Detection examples
══════

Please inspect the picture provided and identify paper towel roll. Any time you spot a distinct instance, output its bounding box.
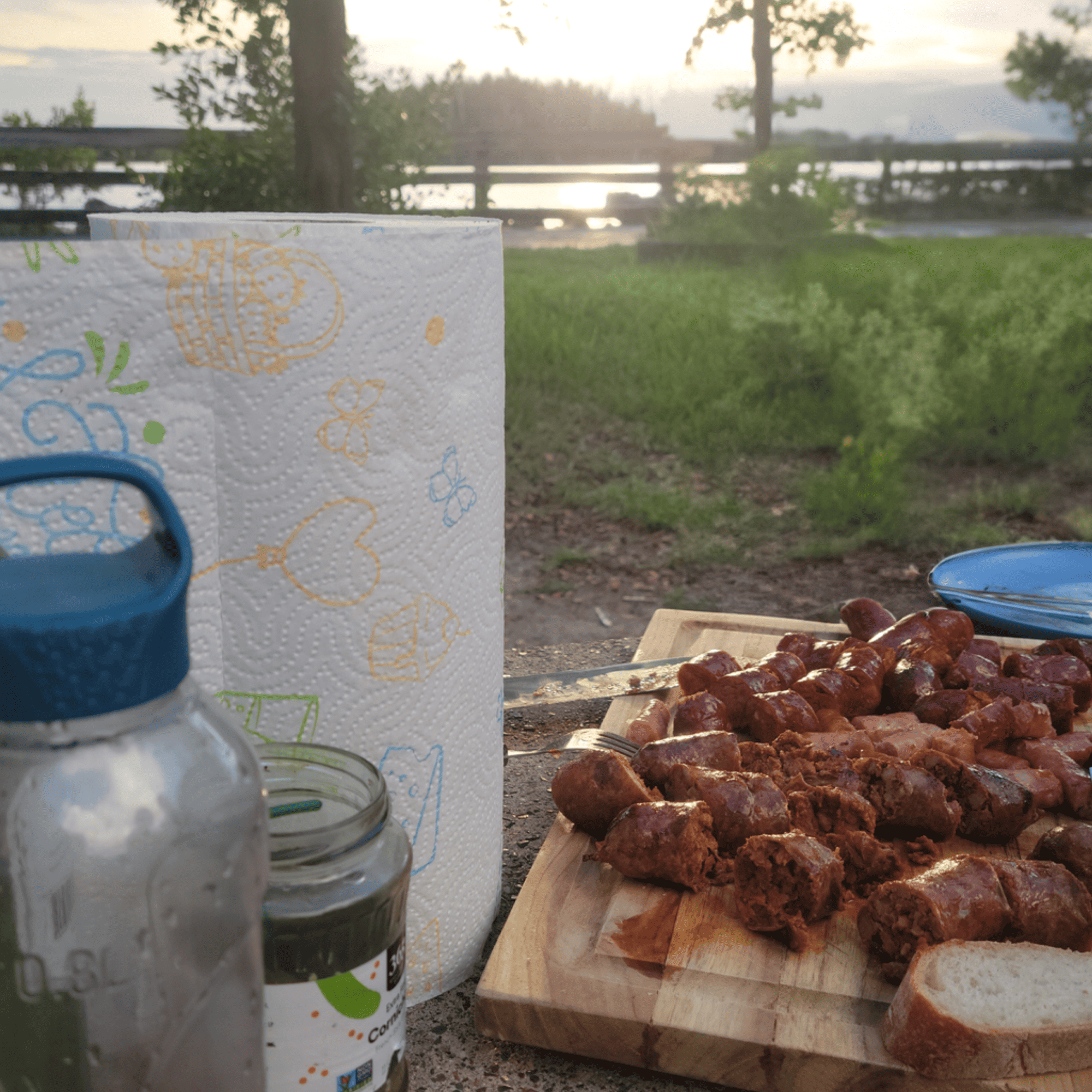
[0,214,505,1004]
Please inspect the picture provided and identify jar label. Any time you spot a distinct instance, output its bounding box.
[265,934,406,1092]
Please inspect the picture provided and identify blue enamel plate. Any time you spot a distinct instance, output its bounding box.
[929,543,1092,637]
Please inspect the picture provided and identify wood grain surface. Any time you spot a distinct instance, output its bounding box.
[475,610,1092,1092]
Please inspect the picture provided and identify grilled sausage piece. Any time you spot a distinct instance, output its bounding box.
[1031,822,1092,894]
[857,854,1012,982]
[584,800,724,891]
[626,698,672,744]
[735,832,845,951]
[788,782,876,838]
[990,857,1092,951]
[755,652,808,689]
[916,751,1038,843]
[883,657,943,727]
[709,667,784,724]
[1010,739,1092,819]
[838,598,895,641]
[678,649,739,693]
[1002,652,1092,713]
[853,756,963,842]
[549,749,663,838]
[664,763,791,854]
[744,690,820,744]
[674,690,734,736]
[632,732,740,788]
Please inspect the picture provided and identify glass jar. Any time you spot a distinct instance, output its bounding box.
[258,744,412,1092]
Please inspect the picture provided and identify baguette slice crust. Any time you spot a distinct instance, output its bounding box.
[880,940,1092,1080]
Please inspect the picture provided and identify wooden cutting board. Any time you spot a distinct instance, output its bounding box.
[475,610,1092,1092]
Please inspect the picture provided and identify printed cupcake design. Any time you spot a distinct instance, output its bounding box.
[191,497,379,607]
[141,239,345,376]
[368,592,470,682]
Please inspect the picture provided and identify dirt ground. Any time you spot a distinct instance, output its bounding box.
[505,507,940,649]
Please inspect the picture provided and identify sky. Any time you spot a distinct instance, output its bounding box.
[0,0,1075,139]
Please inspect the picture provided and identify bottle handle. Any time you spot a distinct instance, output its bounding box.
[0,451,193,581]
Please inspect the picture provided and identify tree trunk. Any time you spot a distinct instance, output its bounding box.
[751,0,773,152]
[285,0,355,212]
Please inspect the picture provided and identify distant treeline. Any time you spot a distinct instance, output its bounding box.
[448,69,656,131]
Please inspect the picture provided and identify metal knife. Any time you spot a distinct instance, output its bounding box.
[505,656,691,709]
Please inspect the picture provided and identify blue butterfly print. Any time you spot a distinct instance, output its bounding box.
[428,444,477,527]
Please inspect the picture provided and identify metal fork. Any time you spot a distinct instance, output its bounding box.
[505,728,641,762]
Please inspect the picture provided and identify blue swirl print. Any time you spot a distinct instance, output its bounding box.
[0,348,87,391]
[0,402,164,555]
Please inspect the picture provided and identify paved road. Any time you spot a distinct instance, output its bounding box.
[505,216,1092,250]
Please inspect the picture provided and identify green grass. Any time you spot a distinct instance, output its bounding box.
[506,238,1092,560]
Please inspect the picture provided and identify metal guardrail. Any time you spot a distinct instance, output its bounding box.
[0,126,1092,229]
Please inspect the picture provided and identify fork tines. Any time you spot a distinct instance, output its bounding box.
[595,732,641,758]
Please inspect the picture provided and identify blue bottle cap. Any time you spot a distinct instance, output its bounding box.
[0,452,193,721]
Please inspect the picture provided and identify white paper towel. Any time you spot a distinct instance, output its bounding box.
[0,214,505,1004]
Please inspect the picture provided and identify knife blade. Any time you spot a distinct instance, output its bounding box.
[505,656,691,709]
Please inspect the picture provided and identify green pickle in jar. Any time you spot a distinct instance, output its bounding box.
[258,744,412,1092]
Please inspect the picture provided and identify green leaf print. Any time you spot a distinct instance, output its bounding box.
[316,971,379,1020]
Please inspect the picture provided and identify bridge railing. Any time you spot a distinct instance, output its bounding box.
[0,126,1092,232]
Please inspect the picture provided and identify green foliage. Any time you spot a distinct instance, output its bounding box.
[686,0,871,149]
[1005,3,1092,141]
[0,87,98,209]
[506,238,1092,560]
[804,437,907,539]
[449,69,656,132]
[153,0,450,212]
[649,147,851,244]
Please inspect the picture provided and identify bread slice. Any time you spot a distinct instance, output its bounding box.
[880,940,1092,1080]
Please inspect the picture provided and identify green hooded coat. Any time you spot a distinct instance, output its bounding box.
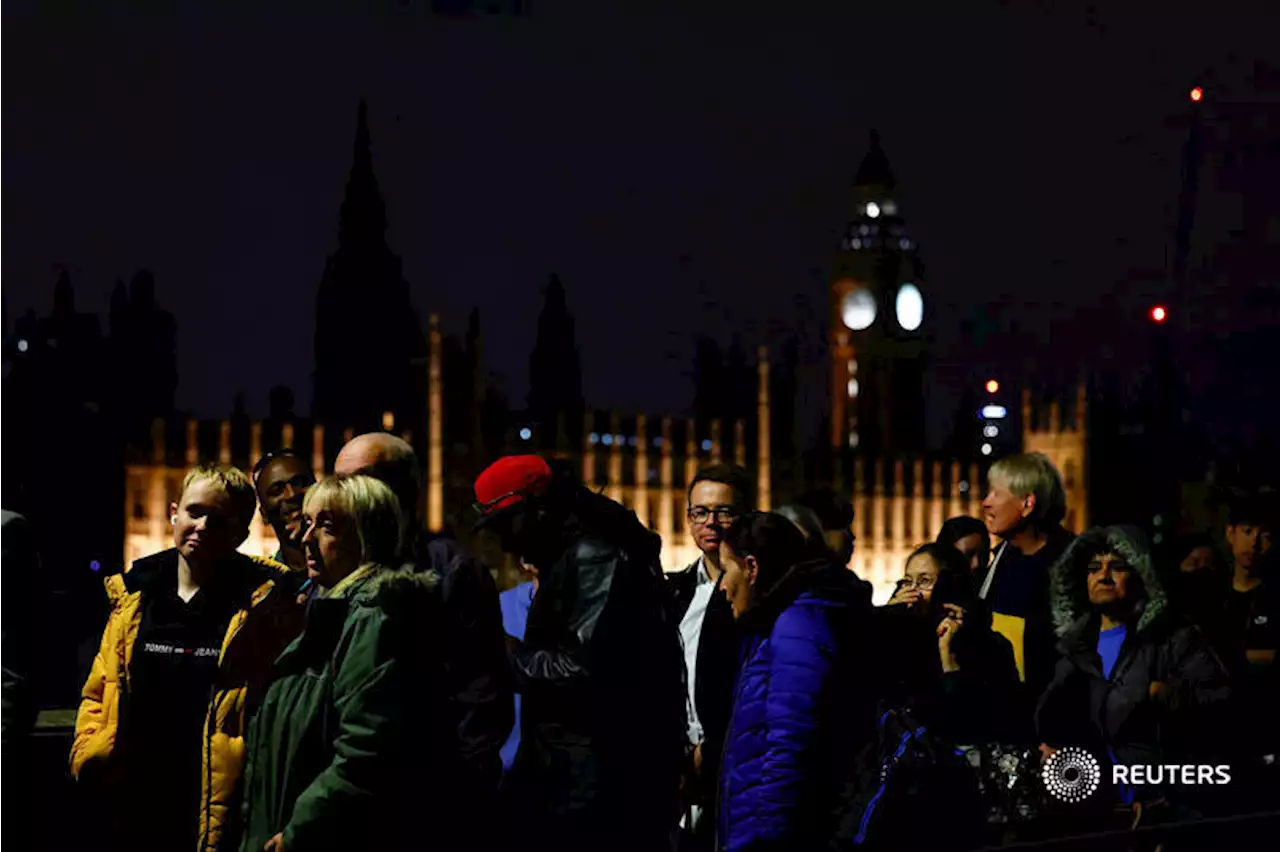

══════

**WRITTEN PROBLEM**: Turn all of the rows above into a Markdown table with the columns Number and Line, giving each line its number. Leave out blank lines and the pictures.

**RESPONSE**:
| Number | Line |
|---|---|
| 1 | Please inspect the picture provided and identify paper towel roll. Any time you spot a distinct instance, output its bounding box. |
| 2 | [0,214,505,1004] |
| 3 | Please inspect the picture provided and identify jar label. Any time you spot a distinct instance, output its bounding box. |
| 4 | [265,934,406,1092] |
| 5 | Please inspect the picture provided and identify blue enamel plate. Any time you spot a distinct instance, output its bounding box. |
| 6 | [929,543,1092,637] |
| 7 | Please inspect the picture provided and identify wood grain surface. Any time you spot a distinct instance, output its bounding box. |
| 8 | [475,610,1092,1092] |
| 9 | Please inspect the picture provided and identify grilled sausage piece. Any time you spot a distinct instance, output its bounding box. |
| 10 | [1031,822,1092,894] |
| 11 | [857,854,1012,982] |
| 12 | [584,800,724,891] |
| 13 | [626,698,672,744] |
| 14 | [735,832,845,951] |
| 15 | [788,782,876,838] |
| 16 | [990,857,1092,951] |
| 17 | [755,652,808,689] |
| 18 | [916,751,1038,843] |
| 19 | [883,657,943,727] |
| 20 | [709,667,784,724] |
| 21 | [1010,739,1092,819] |
| 22 | [838,598,895,641] |
| 23 | [678,649,739,693] |
| 24 | [1002,652,1092,713] |
| 25 | [853,756,963,842] |
| 26 | [549,749,663,838] |
| 27 | [664,763,791,854] |
| 28 | [744,690,820,744] |
| 29 | [674,690,734,736] |
| 30 | [632,732,740,788] |
| 31 | Please inspect the picture provided and identify glass jar. Any time you spot a distinct instance, output its bounding box. |
| 32 | [258,744,412,1092] |
| 33 | Please inspect the picture provided and identify baguette slice crust. Any time you spot a distinct instance, output its bounding box. |
| 34 | [880,940,1092,1080] |
| 35 | Please inspect the picture provided and identify wooden cutting board. Any time you spot a distinct instance, output its bounding box. |
| 36 | [475,610,1092,1092] |
| 37 | Please inspect the picture provided and identify printed cupcake design. Any time you spot a distinct instance, output its bounding box. |
| 38 | [191,497,379,607] |
| 39 | [141,239,345,376] |
| 40 | [368,592,470,682] |
| 41 | Please inspect the picture provided and identify dirt ground. Any time you spot a distinct instance, output its bounding box. |
| 42 | [505,507,940,649] |
| 43 | Please inspect the picture provided and identify sky. Any time you spot a distinct instance, output its bounding box. |
| 44 | [0,0,1075,139] |
| 45 | Please inspect the picture provided and identify bottle handle. Any time you spot a distinct instance, output its bounding box. |
| 46 | [0,451,193,581] |
| 47 | Please inspect the picture provided and identify tree trunk. Any time you spot a distinct instance, output its bounding box. |
| 48 | [751,0,773,152] |
| 49 | [285,0,355,212] |
| 50 | Please inspect the picture provided and identify distant treeline. Any time you spot a distinct instance, output its bounding box. |
| 51 | [448,69,656,131] |
| 52 | Please inspect the picture provided and identify metal knife. Any time you spot a distinct instance, output its bounding box. |
| 53 | [505,656,691,709] |
| 54 | Please inspect the picture provided and identify blue butterfly print. Any time you spot a distinct instance, output its bounding box. |
| 55 | [428,444,477,527] |
| 56 | Please inspect the picture provided and identify metal fork. Any time you spot a distinct instance, output its bounding box. |
| 57 | [505,728,641,762] |
| 58 | Please inspect the picture provided and identify blue swirl print. Any time you spot a distinct instance, output its bounding box. |
| 59 | [0,348,87,391] |
| 60 | [0,402,164,555] |
| 61 | Please inspect the picture provided and identify paved road. Any time you spot a distinct instance, output its bounding box. |
| 62 | [505,216,1092,250] |
| 63 | Please inspect the picture provided and identify green grass. Any time you spot a distinct instance, output its bounding box. |
| 64 | [506,238,1092,560] |
| 65 | Please inspect the picture provided and identify metal guardrail. Any time you spot a distinct instance, output its bounding box. |
| 66 | [0,126,1092,229] |
| 67 | Please inspect the picture provided and identify fork tines. Any time you spot a distinct instance, output its bounding box. |
| 68 | [595,732,641,758] |
| 69 | Please inspect the picture provided and identify blue bottle cap. Any time you spot a distinct instance, output its bounding box. |
| 70 | [0,452,193,721] |
| 71 | Please inspect the picture provided and identify white paper towel. Any time you spot a distinct instance, output its bounding box. |
| 72 | [0,214,505,1004] |
| 73 | Please inspect the picture provided and identify knife blade. Any time you spot a distinct instance, output its bounding box. |
| 74 | [505,656,691,709] |
| 75 | Please inspect the picture provided and identify green pickle in jar. Any time you spot a distinct instance, output its bounding box. |
| 76 | [258,744,412,1092] |
| 77 | Please inspect the picture provided and identify green leaf print. Any time you spot a distinct instance, output its bounding box. |
| 78 | [316,971,379,1020] |
| 79 | Please inspect the picture provided and identify bridge railing. Any time you spot a distinct instance, output its bounding box. |
| 80 | [0,126,1092,232] |
| 81 | Please inspect the picture provided and identify green foliage. Any time you spot a distinct instance, output its bounding box. |
| 82 | [686,0,871,149] |
| 83 | [1005,3,1092,141] |
| 84 | [0,87,98,209] |
| 85 | [506,238,1092,560] |
| 86 | [804,437,907,539] |
| 87 | [449,69,656,132] |
| 88 | [153,0,450,212] |
| 89 | [649,147,851,244] |
| 90 | Please inspect the picture provided and identify bread slice. Any time you spot a distinct instance, output its bounding box. |
| 91 | [880,940,1092,1080] |
| 92 | Please inspect the picture provided and identify green hooded coat. Any time you spot a distinct instance, output its bounding box. |